Please put the lines below into a Markdown table with the columns Number and Line, one row per line and blank lines skipped. Leave the picture out of your answer.

** Begin Records to process **

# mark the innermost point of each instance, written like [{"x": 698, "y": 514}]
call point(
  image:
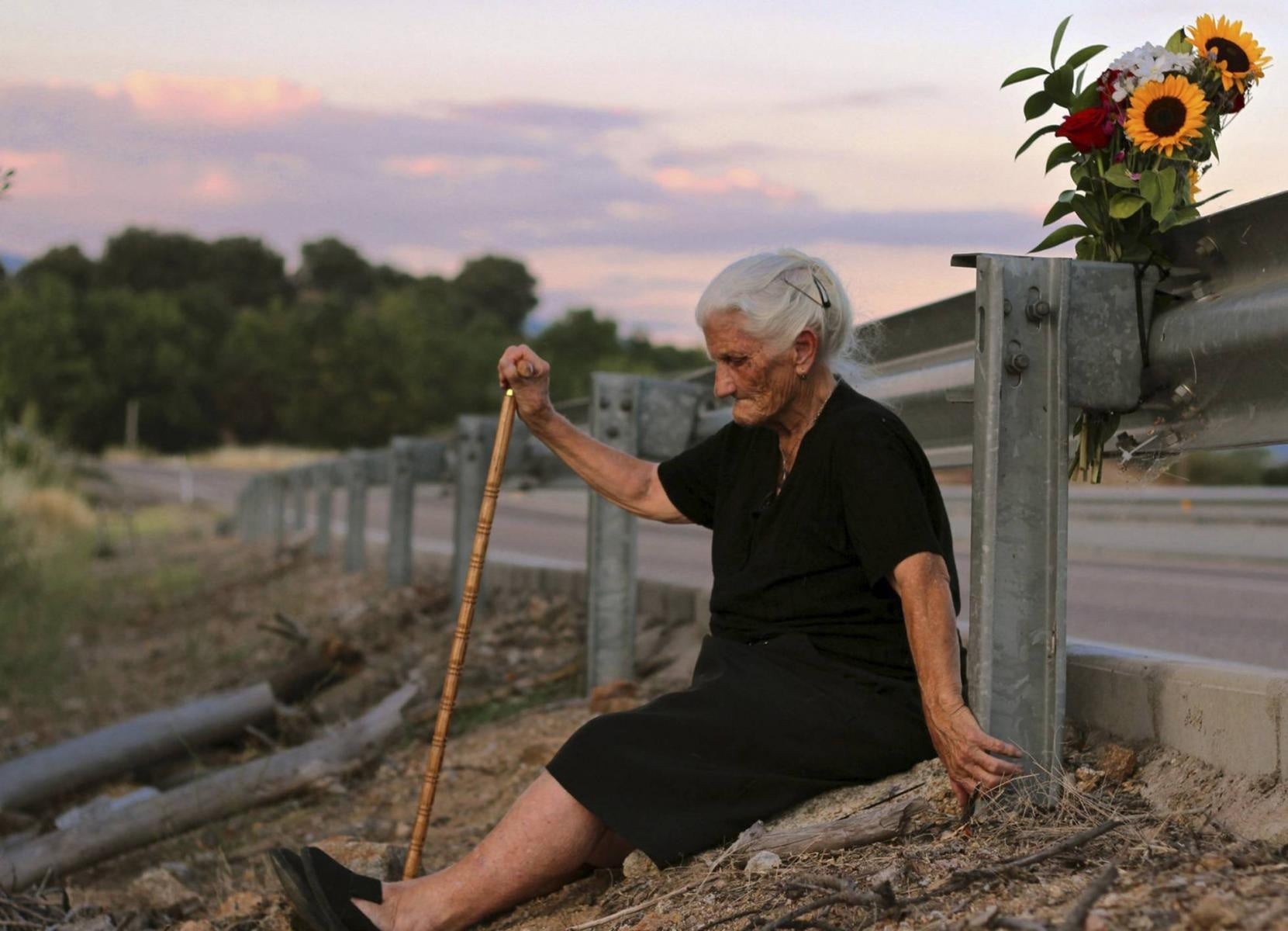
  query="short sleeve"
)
[
  {"x": 886, "y": 508},
  {"x": 692, "y": 477}
]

** End Records to process **

▶ **Result of the exercise**:
| Number | Line |
|---|---|
| 1 | # mark the innermost point of each instance, written like [{"x": 698, "y": 514}] |
| 2 | call point( |
| 3 |   image: |
| 4 |   query="short sleeve" |
| 5 | ) |
| 6 | [ |
| 7 |   {"x": 886, "y": 508}, |
| 8 |   {"x": 692, "y": 477} |
| 9 | ] |